***** Stored records

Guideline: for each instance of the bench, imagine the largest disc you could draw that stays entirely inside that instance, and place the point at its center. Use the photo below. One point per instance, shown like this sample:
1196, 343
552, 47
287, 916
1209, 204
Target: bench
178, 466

**********

Given task: Write out all the rows again, swapping "disc" for "circle" and leaving everything else the same.

Exercise output:
Guideline: for each instance of the bench, imagine the largest circle you could draw that stays entirely inside that instance, and place the point at its center. Use the photo below. One point per instance, shown like this sample:
1196, 343
552, 47
287, 916
1209, 204
Target: bench
178, 466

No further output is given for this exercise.